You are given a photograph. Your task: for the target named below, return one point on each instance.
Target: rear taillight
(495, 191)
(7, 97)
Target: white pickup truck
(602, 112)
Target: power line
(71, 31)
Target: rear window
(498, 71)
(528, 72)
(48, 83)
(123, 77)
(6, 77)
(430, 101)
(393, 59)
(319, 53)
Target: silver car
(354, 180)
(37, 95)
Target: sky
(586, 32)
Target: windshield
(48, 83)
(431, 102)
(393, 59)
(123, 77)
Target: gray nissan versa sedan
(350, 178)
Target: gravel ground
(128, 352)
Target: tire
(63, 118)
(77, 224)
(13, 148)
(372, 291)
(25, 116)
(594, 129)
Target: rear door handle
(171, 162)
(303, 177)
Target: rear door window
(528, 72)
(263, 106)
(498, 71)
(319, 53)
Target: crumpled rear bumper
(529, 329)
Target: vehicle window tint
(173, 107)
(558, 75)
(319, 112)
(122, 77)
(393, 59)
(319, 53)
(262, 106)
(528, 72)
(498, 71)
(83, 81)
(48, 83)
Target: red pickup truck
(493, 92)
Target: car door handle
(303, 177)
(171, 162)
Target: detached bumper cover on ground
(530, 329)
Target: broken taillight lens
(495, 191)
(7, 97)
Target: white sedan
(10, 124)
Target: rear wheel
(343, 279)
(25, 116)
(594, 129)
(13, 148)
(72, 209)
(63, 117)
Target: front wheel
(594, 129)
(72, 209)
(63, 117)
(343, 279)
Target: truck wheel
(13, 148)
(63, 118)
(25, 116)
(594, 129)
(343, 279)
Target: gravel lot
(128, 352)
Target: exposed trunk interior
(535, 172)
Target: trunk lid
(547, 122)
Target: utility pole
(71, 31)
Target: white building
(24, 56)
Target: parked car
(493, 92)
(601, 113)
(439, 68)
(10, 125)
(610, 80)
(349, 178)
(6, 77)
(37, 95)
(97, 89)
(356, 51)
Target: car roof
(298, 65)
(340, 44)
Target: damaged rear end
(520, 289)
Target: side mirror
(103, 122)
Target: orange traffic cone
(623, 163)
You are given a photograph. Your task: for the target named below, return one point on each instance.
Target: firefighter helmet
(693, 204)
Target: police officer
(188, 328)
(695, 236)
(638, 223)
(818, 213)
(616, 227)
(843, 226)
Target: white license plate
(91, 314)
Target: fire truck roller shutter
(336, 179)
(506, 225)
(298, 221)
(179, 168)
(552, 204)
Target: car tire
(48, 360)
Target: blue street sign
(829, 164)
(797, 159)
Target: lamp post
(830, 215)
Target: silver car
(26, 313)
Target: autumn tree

▬▬▬▬▬▬▬▬▬▬

SHORT TASK = Reproduce each line verbatim.

FULL ANSWER =
You are given a photograph. Your task: for the target named below, return one point on each instance.
Target: rear taillight
(495, 191)
(7, 97)
Target: white pickup truck
(602, 112)
Target: power line
(71, 31)
Target: rear window
(498, 71)
(528, 72)
(48, 83)
(123, 77)
(6, 77)
(430, 101)
(393, 59)
(319, 53)
Target: silver car
(354, 180)
(37, 95)
Target: sky
(586, 32)
Target: windshield
(48, 83)
(431, 102)
(393, 59)
(123, 77)
Target: gray nissan versa sedan
(350, 178)
Target: gravel ground
(128, 352)
Target: tire
(63, 118)
(77, 224)
(13, 148)
(372, 291)
(25, 116)
(594, 129)
Target: rear door handle
(171, 162)
(303, 177)
Target: rear door window
(528, 72)
(263, 106)
(498, 71)
(319, 53)
Target: crumpled rear bumper
(529, 329)
Target: vehicle window tint
(173, 107)
(558, 75)
(319, 112)
(122, 77)
(393, 59)
(319, 53)
(262, 106)
(528, 72)
(498, 71)
(83, 81)
(48, 83)
Target: red pickup truck
(493, 92)
Target: car door handle
(303, 177)
(171, 162)
Target: detached bumper cover on ground
(530, 329)
Target: broken taillight lens
(495, 191)
(7, 97)
Target: white sedan
(10, 124)
Target: rear wheel
(343, 279)
(25, 116)
(594, 129)
(13, 148)
(72, 209)
(63, 117)
Target: front wheel
(594, 129)
(72, 209)
(63, 117)
(343, 279)
Target: truck wheel
(13, 148)
(63, 118)
(25, 116)
(594, 129)
(343, 279)
Target: gravel lot
(128, 352)
Target: exposed trunk interior
(535, 172)
Target: trunk lid
(547, 122)
Target: utility pole
(71, 31)
Target: white building
(24, 56)
Target: parked car
(493, 92)
(601, 113)
(439, 68)
(10, 125)
(610, 80)
(349, 178)
(6, 77)
(37, 95)
(97, 89)
(356, 51)
Target: car roof
(298, 65)
(340, 44)
Target: damaged rear end
(520, 289)
Target: side mirror
(103, 122)
Target: orange traffic cone
(623, 163)
You are given a photograph. Your task: for the target named below, return one point on each instance.
Target: firefighter helmet
(693, 204)
Target: police officer
(188, 328)
(695, 236)
(638, 223)
(818, 213)
(616, 227)
(843, 226)
Target: white license plate
(91, 314)
Target: fire truck roller shutter
(336, 179)
(506, 225)
(298, 221)
(179, 168)
(552, 204)
Target: car tire
(48, 360)
Target: blue street sign
(829, 164)
(797, 159)
Target: lamp post
(830, 215)
Target: silver car
(26, 313)
Target: autumn tree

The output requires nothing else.